# Consignes:
Recopiez sans rien changer, dans l'extrait sur l'enseignement de l'économie politique, tout ce qui va de « M. FRÉDÉRIC PASSY » jusqu'à « le prochain numéro. ».

# Passage extrait:
--------
M. FRÉDÉRIC PASSY informe la réunion qu'il a eu la bonne fortune de faire émettre, par le Conseil général de Seine-et-Oise, un vœu en faveur de l'introduction de l'enseignement de l'économie politique dans les écoles normales primaires, et de faire voter, en outre, une somme de 500 francs pour subvenir aux frais de cet enseignement. Il espère que le ministre de l'instruction publique et le Conseil de l'instruction publique feront bon accueil à ce vou.

M. LEVASSEUR reprend la parole pour exposer le nouveau programme des cours de géographie économique dans les lycées, c'est-à-dire dans l'enseignement secondaire classique.

Nous reproduirons son exposé dans le prochain numéro.

M. FOUCHER DE CAREIL, à propos de l'enseignement économique, signale les heureux efforts d'un jeune ingénieur des ponts et chaussées, M. Philippe, qui a fait à Corbeil (Seine-et-Oise), 55 leçons d'économie politique en deux ans, devant un auditoire, relativement nombreux, réuni par un comité local qui s'est donné la louable mission de répandre l'instruction.

Après ces diverses communications et une présentation d'ouvrages par M. le secrétaire perpétuel, M. le président procède au choix d'une des questions inscrites au programme pour faire l'objet de l'entretien général de la soirée. La majorité se prononce pour la question suivante :

LE SALAIRE EST-IL LE JUSTE PRIX DU TRAVAIL?
--------
# Données:
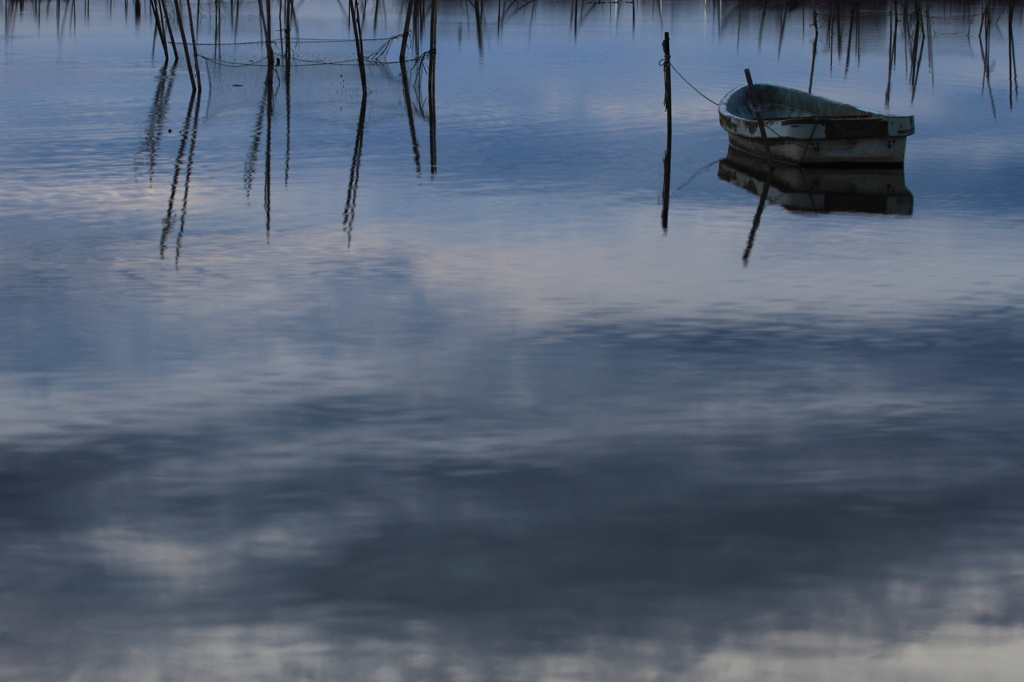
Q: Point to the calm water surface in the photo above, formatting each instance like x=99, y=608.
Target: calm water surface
--------
# Résultat attendu:
M. FRÉDÉRIC PASSY informe la réunion qu'il a eu la bonne fortune de faire émettre, par le Conseil général de Seine-et-Oise, un vœu en faveur de l'introduction de l'enseignement de l'économie politique dans les écoles normales primaires, et de faire voter, en outre, une somme de 500 francs pour subvenir aux frais de cet enseignement. Il espère que le ministre de l'instruction publique et le Conseil de l'instruction publique feront bon accueil à ce vou.

M. LEVASSEUR reprend la parole pour exposer le nouveau programme des cours de géographie économique dans les lycées, c'est-à-dire dans l'enseignement secondaire classique.

Nous reproduirons son exposé dans le prochain numéro.